**EXERCISE DIRECTIONS**
In the records below, find the line containing "For every instance of the eyelash"; give it again exactly, along with every line that follows, and nothing else.
----- EXERCISE DATA -----
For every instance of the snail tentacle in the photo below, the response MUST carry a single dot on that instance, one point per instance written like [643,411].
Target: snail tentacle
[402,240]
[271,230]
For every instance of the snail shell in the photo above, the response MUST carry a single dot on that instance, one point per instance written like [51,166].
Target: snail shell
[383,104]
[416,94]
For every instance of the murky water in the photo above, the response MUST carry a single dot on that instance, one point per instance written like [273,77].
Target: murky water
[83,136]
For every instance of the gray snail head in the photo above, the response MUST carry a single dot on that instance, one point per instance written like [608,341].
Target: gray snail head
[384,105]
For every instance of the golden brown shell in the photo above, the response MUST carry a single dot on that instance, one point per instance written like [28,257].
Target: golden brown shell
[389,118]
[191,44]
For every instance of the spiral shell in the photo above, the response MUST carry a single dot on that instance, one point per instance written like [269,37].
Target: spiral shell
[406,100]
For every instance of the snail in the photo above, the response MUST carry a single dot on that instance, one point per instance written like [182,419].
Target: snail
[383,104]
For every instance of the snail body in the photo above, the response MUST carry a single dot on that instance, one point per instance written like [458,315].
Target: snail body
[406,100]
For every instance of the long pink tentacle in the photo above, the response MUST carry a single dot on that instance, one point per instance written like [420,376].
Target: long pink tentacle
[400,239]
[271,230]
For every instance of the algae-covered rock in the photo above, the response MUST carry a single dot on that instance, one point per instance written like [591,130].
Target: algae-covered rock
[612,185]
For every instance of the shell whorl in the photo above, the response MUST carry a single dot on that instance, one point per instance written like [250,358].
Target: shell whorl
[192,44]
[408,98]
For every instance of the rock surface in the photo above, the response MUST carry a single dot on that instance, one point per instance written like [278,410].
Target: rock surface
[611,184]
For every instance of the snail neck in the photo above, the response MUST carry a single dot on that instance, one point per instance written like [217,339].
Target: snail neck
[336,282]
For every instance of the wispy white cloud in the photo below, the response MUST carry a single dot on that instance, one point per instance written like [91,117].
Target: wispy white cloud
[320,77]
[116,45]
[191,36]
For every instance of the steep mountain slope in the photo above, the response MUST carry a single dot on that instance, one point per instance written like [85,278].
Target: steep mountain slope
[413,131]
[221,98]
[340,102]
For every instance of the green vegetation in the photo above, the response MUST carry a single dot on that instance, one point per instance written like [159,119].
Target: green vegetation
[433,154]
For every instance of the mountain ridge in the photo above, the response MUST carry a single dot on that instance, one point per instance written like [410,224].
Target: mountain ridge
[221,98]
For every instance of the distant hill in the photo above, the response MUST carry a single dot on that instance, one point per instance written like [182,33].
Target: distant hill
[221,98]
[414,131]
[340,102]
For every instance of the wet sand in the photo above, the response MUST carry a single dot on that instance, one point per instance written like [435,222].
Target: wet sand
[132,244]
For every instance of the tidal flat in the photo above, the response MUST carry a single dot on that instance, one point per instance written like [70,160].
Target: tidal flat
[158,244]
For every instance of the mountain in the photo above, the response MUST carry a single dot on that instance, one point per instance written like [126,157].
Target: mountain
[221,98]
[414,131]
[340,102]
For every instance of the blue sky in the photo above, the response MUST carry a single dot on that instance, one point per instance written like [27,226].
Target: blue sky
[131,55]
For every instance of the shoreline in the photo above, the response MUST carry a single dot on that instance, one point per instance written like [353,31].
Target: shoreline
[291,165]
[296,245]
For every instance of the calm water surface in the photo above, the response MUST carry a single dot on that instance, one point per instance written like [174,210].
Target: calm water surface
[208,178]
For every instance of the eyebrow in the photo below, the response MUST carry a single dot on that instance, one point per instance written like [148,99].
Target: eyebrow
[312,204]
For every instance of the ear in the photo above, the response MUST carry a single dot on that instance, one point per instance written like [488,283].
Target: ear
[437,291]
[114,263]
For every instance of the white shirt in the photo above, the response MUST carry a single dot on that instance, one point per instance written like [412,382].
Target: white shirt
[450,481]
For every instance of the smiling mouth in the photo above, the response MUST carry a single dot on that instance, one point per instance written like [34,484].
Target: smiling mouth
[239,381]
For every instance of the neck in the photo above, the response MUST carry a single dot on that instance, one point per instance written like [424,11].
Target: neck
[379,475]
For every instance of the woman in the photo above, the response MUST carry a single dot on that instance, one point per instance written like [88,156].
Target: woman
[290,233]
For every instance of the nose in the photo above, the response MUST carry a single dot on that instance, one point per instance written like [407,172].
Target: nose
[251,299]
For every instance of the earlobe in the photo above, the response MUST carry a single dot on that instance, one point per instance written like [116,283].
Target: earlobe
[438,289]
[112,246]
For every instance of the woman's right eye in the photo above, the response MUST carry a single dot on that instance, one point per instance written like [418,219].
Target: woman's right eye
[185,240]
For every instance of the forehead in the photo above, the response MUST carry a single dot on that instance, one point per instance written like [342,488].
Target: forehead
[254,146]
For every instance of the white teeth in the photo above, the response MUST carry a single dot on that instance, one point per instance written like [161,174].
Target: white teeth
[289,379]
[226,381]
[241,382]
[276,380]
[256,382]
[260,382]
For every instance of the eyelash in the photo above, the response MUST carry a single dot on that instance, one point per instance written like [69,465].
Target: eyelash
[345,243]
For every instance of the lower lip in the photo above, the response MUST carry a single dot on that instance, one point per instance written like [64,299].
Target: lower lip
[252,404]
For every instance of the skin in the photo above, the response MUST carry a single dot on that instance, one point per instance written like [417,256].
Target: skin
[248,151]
-----
**WRITTEN ANSWER**
For every instance of the eyelash in the photo above, the response MUST carry a single dot on that instance, one point per instance written like [69,465].
Target: eyelash
[345,243]
For every instance of the lower lip in the photo above, the response MUST carry a single dot on that instance, one point per instance written like [64,299].
Target: lower lip
[252,404]
For every instance of the skin in the photo above, the response MUST carry a single dot on that instance, one point per instance written like [417,256].
Target: skin
[248,151]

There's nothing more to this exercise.